• [What is required]
Report every line in the listing below where the string "draw" shows up.

• [Data extracts]
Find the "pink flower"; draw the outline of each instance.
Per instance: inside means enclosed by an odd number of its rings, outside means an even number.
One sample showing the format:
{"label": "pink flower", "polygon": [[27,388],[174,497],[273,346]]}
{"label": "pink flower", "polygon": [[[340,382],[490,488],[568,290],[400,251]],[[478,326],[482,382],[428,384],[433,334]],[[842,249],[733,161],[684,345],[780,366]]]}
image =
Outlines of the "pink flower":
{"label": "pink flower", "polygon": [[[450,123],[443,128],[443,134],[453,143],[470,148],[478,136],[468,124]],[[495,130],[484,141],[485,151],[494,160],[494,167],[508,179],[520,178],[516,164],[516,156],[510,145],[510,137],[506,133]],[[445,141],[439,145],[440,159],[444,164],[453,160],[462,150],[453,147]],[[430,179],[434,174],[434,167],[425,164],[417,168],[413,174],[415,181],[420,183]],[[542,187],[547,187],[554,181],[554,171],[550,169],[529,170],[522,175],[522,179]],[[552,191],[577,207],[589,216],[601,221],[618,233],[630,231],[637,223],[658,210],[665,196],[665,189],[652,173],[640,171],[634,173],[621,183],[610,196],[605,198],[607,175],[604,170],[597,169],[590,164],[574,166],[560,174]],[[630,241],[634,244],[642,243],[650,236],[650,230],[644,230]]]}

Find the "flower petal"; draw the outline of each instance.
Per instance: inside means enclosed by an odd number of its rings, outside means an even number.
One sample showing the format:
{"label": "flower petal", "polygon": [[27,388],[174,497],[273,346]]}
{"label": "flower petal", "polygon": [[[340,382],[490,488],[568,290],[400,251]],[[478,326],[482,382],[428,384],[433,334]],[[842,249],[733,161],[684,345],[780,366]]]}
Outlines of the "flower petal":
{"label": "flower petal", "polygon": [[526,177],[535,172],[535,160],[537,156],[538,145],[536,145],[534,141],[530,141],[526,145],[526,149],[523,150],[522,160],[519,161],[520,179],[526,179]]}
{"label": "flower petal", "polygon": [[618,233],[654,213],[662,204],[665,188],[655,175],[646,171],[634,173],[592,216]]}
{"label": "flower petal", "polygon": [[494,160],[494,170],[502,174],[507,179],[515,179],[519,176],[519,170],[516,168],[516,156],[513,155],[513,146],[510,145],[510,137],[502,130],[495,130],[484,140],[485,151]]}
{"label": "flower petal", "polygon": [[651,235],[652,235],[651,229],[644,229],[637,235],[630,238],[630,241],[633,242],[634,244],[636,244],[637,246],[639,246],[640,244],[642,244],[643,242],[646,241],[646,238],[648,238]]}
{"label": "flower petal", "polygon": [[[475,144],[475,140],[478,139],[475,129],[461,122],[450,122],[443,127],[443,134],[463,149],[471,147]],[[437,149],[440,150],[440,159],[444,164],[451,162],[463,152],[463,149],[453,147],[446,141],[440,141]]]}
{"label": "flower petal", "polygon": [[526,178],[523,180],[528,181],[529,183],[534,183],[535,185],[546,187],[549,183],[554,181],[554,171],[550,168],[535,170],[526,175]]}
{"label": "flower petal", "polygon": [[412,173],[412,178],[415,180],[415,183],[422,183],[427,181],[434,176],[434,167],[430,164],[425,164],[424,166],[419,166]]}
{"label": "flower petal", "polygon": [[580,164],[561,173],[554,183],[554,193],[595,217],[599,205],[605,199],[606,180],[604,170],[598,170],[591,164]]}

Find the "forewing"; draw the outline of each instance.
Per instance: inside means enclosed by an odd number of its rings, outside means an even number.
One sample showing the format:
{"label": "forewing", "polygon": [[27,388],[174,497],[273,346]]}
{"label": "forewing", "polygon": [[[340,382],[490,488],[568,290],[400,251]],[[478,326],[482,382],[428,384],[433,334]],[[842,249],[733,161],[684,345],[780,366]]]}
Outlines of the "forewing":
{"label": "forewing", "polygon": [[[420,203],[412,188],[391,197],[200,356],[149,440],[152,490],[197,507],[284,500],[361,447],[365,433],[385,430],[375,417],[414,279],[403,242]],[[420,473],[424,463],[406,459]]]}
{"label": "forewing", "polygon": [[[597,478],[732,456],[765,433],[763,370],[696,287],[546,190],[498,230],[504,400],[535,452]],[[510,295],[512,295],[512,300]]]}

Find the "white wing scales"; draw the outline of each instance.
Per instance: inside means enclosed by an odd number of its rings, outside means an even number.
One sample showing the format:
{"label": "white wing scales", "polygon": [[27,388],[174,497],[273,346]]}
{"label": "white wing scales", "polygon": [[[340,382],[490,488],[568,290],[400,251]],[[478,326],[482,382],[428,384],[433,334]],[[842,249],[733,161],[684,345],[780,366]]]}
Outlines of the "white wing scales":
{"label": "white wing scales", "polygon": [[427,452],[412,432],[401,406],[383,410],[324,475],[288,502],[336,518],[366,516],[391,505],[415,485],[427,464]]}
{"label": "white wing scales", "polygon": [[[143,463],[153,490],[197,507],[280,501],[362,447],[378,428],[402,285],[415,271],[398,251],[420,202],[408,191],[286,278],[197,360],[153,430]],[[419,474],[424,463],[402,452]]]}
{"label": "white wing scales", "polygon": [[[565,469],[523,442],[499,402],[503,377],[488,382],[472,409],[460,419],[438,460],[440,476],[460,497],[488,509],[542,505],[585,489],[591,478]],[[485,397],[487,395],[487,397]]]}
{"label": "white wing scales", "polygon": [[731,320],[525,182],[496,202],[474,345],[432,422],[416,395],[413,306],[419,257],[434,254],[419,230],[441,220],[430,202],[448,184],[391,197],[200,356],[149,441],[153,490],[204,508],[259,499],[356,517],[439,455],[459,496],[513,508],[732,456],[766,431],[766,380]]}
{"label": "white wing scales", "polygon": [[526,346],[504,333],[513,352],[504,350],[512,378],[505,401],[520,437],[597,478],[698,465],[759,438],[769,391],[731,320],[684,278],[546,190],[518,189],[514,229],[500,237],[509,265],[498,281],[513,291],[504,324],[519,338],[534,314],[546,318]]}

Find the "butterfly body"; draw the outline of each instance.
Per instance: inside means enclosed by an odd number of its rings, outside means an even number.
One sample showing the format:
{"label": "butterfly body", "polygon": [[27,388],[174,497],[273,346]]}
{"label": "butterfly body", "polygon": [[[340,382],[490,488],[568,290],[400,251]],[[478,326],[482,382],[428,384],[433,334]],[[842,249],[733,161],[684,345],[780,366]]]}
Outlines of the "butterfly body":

• [The completed task]
Find the "pink flower"; draw the outline of each instance.
Find the "flower petal"; draw the outline of each instance.
Find the "forewing"; draw the outline of each instance.
Find the "white wing scales"; draw the outline of each instance.
Find the "butterfly body"; draw the outline of each instance.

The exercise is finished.